* _To be done_
1. Reproduce the part of the Forces of Corruption forum thread between "I believe it" and "prob with ?", inclusive.
2. In the Forces of Corruption forum thread, which two other games does wiz kid name as having no sound problem?

* _Text extract_
════
# Star Wars Empire at war forces of corruption problem please help



## wiz kid (Feb 19, 2010)

i have the official iso game for star wars empire at war..so i decided to download the expansion Star wars EAW forces of corruption. so i installed it without a problem but went i try to play the game there is no sound and if i try to setup the sound in the options section it is disabled and cannot be accessed and i tried to play to play a skirmish battle in about 2mins it just exits the game and goes straight to the desktop


----------



## wiz kid (Feb 19, 2010)

I have a laptop with a PA3290U-3ACA Toshiba 120W Global AC Adapter 5mm tip
PA3535U-1BRS Toshiba Primary Extended Capacity Li ION Battery Pack (9 cell-6000mAh) what does my PSU have to do with the sound ? this is the only game i have the sound problem with i have PES 2010 no sound prob FIFA 2010 no sound prob only this game has this prob


----------



## wizard. (Jan 23, 2010)

Please ignore The77s he is spamming the forums with that phrase.
Hello wiz kid!
I believe it is your sound driver, Have you tried re-installing it?
if not, go to Start>Search>Device Manager> Click on Device Manager> Go under Sound, Video and Game Controllers and uninstall the sound card by right clicking and selecting "Uninstall"


----------



## wiz kid (Feb 19, 2010)

ok thanx but try is this the only game im having this prob with ?


----------



## wizard. (Jan 23, 2010)

Oh i see. 
Well here are some steps to try:
Update all drivers, ex. Sound drivers, video drivers.
If you have any mods installed, remove them.
Update the game (make sure it is COMPLETELY updated)
re-install the game and the patches/updates.


----------
════
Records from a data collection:
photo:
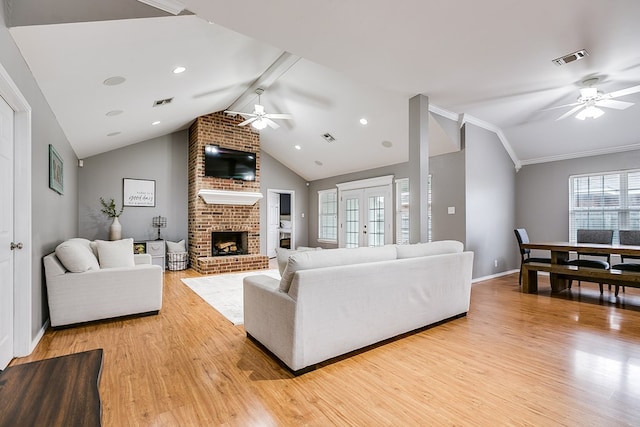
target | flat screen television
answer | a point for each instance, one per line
(222, 162)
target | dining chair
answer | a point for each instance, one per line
(627, 237)
(604, 237)
(525, 254)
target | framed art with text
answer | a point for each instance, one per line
(139, 192)
(56, 171)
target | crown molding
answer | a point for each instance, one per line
(466, 118)
(582, 154)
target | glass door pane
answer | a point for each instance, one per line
(352, 223)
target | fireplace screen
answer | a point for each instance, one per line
(229, 243)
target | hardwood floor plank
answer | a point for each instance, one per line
(515, 359)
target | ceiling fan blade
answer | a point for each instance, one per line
(610, 103)
(246, 122)
(271, 123)
(279, 116)
(562, 106)
(570, 112)
(623, 92)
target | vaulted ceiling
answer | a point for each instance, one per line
(331, 63)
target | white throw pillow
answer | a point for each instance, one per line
(332, 257)
(118, 253)
(283, 254)
(76, 256)
(176, 246)
(428, 249)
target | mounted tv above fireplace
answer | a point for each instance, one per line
(222, 162)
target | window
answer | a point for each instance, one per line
(609, 201)
(328, 216)
(402, 211)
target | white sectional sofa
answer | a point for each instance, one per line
(89, 281)
(331, 302)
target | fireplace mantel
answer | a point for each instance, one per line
(223, 197)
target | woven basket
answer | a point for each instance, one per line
(177, 260)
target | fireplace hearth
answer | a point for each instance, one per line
(226, 243)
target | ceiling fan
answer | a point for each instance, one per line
(591, 98)
(259, 119)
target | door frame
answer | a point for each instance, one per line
(22, 261)
(363, 184)
(293, 214)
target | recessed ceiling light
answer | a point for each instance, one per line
(113, 81)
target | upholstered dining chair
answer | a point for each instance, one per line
(525, 254)
(627, 237)
(604, 237)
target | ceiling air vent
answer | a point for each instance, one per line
(328, 137)
(161, 102)
(571, 57)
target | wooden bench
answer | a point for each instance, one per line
(560, 274)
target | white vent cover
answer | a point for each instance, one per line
(162, 102)
(328, 137)
(575, 56)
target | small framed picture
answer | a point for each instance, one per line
(56, 171)
(139, 192)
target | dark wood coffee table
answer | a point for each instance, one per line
(62, 391)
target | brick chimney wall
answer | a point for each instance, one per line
(222, 130)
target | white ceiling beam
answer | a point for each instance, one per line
(269, 77)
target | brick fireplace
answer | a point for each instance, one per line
(222, 214)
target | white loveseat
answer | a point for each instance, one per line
(81, 289)
(331, 302)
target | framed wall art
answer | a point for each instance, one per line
(139, 192)
(56, 171)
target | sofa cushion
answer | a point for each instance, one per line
(283, 254)
(428, 249)
(176, 246)
(76, 256)
(118, 253)
(307, 260)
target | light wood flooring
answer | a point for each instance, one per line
(516, 359)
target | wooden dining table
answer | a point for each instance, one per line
(560, 273)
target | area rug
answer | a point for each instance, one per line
(224, 292)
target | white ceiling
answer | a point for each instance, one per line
(489, 59)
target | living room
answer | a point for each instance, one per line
(490, 194)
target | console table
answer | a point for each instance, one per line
(62, 391)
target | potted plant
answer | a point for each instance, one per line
(110, 210)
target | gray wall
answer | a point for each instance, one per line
(448, 189)
(399, 170)
(163, 159)
(490, 202)
(276, 176)
(542, 202)
(54, 216)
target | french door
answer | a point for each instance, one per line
(365, 217)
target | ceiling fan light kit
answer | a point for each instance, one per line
(259, 119)
(590, 99)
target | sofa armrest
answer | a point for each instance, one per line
(269, 315)
(140, 259)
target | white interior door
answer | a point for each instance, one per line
(6, 233)
(273, 223)
(365, 217)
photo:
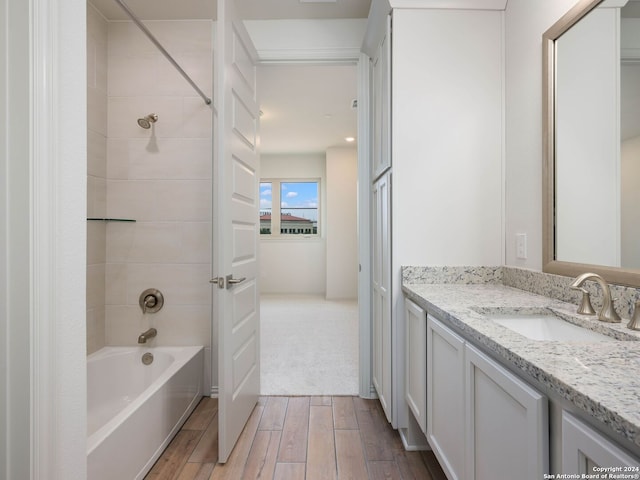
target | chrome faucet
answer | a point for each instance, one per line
(144, 336)
(607, 313)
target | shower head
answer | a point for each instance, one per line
(146, 121)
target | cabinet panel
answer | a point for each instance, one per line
(445, 397)
(381, 86)
(381, 293)
(583, 449)
(507, 423)
(416, 367)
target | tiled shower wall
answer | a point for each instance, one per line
(96, 176)
(160, 177)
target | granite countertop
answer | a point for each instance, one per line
(600, 378)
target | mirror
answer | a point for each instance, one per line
(591, 168)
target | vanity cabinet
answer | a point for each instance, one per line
(445, 397)
(506, 422)
(416, 366)
(483, 422)
(381, 293)
(583, 449)
(437, 113)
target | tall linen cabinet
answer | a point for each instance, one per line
(436, 158)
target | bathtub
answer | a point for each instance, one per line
(134, 410)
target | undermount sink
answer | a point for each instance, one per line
(547, 327)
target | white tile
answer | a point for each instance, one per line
(132, 76)
(97, 111)
(96, 243)
(96, 154)
(184, 200)
(101, 67)
(115, 284)
(196, 242)
(146, 243)
(95, 286)
(91, 62)
(96, 197)
(125, 38)
(123, 324)
(125, 111)
(100, 197)
(198, 118)
(95, 329)
(181, 325)
(175, 158)
(118, 158)
(180, 284)
(168, 80)
(96, 25)
(134, 200)
(183, 36)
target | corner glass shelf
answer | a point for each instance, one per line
════
* _Solutions to the problems_
1.
I believe it is your sound driver, Have you tried re-installing it?
if not, go to Start>Search>Device Manager> Click on Device Manager> Go under Sound, Video and Game Controllers and uninstall the sound card by right clicking and selecting "Uninstall"


----------



## wiz kid (Feb 19, 2010)

ok thanx but try is this the only game im having this prob with ?

2. PES 2010 and FIFA 2010.